[start]

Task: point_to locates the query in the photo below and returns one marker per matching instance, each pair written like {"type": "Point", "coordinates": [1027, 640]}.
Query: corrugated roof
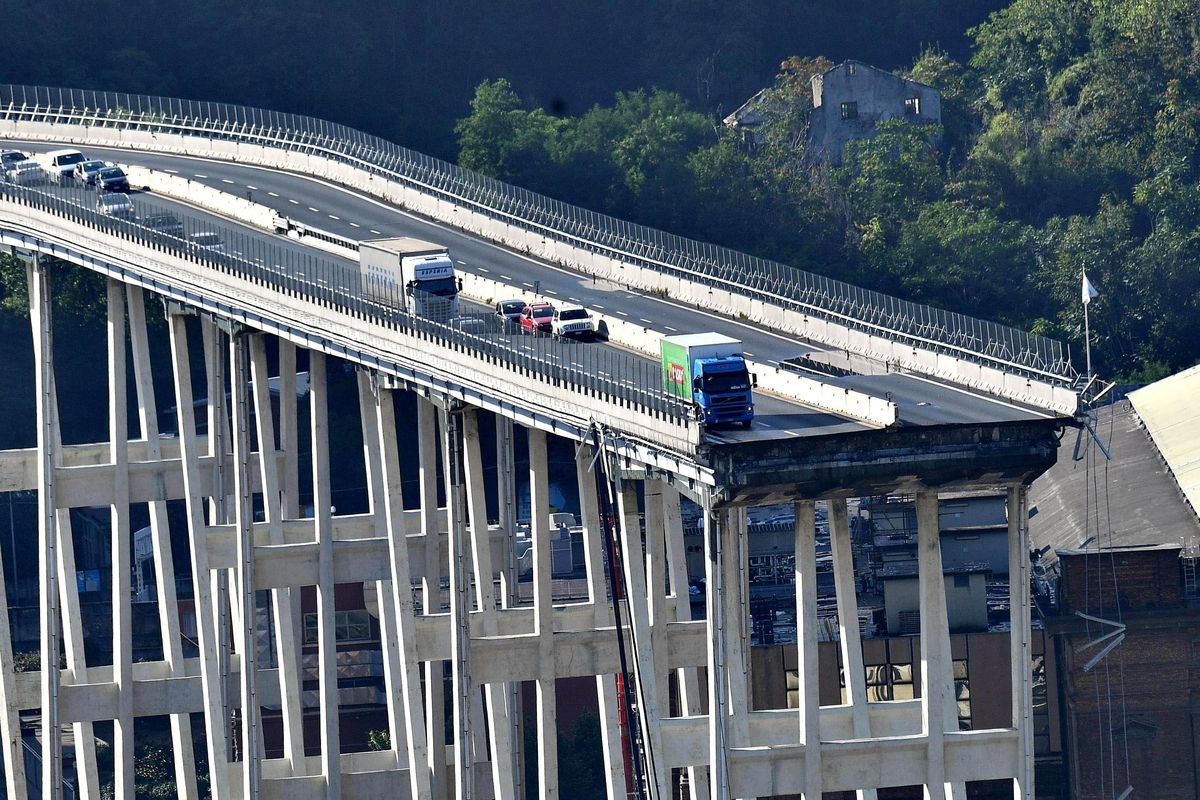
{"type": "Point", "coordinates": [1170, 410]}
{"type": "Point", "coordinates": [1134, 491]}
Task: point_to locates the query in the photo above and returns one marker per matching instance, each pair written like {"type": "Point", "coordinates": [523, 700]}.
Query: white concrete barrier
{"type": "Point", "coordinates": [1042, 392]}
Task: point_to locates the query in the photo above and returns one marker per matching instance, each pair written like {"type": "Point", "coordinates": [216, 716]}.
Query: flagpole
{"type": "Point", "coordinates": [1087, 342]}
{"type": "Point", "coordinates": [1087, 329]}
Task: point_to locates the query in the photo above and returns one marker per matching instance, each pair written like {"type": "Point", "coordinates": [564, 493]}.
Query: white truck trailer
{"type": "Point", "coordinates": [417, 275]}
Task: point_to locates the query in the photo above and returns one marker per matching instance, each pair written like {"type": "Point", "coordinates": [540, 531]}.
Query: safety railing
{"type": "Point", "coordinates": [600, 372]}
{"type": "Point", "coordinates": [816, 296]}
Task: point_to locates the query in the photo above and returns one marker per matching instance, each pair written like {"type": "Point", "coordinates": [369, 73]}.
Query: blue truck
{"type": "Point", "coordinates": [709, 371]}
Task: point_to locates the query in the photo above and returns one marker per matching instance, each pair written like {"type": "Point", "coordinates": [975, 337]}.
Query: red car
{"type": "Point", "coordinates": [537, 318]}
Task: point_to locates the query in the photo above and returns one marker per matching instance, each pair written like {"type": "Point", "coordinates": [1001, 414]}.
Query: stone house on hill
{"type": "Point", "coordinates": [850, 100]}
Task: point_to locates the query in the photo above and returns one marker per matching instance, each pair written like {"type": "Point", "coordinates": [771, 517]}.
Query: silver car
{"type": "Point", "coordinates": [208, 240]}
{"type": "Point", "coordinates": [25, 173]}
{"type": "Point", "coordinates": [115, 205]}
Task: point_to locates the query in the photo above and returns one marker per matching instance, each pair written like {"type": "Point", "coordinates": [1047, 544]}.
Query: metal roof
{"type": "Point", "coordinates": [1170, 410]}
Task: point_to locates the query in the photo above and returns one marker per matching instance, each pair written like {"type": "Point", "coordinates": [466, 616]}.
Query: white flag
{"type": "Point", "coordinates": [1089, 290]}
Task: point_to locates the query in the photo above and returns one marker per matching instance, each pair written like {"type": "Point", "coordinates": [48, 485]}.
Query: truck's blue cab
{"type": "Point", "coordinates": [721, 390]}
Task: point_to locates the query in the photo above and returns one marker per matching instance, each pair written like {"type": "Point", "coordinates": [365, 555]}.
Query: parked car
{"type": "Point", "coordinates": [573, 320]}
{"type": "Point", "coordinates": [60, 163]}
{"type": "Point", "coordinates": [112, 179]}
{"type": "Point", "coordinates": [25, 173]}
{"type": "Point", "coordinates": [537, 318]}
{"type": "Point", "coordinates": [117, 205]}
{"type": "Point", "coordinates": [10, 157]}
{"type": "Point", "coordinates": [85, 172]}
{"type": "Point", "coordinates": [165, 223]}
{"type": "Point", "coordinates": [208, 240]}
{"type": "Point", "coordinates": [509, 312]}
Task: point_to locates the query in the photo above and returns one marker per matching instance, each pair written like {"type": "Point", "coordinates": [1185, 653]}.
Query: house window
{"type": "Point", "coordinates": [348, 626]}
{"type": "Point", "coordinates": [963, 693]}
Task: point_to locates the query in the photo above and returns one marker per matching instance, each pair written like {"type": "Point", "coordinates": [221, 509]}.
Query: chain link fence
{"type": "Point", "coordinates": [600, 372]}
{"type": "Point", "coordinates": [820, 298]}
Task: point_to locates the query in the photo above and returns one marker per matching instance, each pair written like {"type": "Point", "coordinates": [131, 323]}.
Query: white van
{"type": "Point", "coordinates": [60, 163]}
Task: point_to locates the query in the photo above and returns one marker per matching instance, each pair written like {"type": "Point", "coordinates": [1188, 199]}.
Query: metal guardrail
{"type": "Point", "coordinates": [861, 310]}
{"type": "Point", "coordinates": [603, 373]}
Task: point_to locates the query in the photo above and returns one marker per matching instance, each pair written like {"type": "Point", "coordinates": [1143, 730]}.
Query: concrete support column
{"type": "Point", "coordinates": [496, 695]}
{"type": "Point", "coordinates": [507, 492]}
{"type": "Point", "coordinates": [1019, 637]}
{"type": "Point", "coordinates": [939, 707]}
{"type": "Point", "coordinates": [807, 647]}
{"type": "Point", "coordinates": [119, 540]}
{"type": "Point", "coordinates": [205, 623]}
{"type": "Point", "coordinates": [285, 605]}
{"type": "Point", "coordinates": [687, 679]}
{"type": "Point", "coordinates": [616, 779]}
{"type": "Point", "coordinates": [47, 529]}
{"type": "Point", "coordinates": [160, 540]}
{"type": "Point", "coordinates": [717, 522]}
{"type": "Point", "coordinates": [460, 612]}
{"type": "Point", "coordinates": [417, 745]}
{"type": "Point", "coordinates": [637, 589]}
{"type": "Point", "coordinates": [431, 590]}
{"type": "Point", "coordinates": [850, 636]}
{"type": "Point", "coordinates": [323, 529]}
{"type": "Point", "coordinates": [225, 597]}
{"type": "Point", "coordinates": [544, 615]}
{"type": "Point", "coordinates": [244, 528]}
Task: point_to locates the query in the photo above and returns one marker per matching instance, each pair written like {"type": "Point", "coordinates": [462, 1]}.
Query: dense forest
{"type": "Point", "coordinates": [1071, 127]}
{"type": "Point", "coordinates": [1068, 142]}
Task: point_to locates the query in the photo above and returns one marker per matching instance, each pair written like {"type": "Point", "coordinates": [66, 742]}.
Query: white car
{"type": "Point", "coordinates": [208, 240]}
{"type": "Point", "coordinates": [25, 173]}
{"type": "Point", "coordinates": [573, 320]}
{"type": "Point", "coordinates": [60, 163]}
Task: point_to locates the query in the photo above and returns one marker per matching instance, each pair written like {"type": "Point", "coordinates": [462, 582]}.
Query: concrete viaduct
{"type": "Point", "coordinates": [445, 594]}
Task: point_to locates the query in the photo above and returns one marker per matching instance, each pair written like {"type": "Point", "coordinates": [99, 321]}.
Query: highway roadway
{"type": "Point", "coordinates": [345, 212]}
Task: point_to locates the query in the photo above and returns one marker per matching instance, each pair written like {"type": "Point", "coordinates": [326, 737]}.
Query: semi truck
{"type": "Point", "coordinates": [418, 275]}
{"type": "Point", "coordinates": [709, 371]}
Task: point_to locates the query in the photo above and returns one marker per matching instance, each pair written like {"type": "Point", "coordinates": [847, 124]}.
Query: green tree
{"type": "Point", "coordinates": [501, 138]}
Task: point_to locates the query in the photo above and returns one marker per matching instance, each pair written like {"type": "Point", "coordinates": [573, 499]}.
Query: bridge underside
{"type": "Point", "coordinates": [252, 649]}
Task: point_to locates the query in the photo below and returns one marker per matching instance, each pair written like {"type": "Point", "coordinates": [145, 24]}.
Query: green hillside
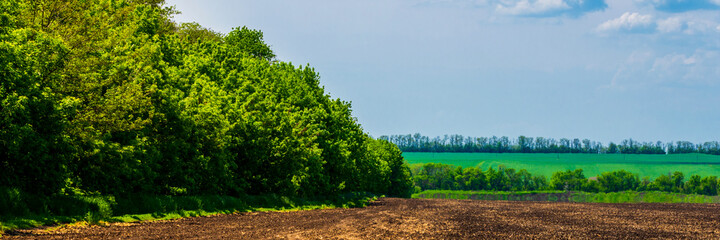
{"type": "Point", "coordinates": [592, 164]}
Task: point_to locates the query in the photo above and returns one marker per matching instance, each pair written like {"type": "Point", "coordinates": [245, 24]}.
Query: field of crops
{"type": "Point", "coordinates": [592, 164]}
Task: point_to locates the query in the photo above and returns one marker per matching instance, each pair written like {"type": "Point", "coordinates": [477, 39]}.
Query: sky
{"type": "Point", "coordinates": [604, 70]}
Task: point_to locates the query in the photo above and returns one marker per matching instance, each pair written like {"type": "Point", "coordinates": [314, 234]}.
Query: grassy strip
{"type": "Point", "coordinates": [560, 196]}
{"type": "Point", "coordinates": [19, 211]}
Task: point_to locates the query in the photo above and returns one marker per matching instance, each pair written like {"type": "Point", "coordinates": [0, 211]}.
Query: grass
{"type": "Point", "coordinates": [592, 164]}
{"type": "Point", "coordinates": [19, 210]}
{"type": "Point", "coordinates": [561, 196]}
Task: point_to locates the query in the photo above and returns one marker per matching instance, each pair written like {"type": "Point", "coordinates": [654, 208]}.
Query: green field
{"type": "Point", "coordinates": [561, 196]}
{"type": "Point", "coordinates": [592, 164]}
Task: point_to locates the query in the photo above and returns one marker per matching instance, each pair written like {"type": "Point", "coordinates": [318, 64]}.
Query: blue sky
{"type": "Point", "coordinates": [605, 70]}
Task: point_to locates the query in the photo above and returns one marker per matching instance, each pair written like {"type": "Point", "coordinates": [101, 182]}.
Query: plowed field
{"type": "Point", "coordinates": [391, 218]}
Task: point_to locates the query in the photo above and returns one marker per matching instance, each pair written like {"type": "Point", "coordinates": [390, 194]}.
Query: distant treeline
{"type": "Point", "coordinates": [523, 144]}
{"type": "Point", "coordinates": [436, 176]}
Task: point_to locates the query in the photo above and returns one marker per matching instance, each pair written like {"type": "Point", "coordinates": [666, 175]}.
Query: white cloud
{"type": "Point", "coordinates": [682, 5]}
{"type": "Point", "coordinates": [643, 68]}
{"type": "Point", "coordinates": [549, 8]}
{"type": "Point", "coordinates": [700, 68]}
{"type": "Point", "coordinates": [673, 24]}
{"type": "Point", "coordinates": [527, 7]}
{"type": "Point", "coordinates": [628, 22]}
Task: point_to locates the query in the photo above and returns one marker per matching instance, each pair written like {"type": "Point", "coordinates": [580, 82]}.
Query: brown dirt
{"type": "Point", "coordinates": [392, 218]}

[end]

List every line of the records above that contains the word "field", matching case exactly.

▸ SOLUTION TO THE PROBLEM
Query: field of crops
Query: green field
Query: plowed field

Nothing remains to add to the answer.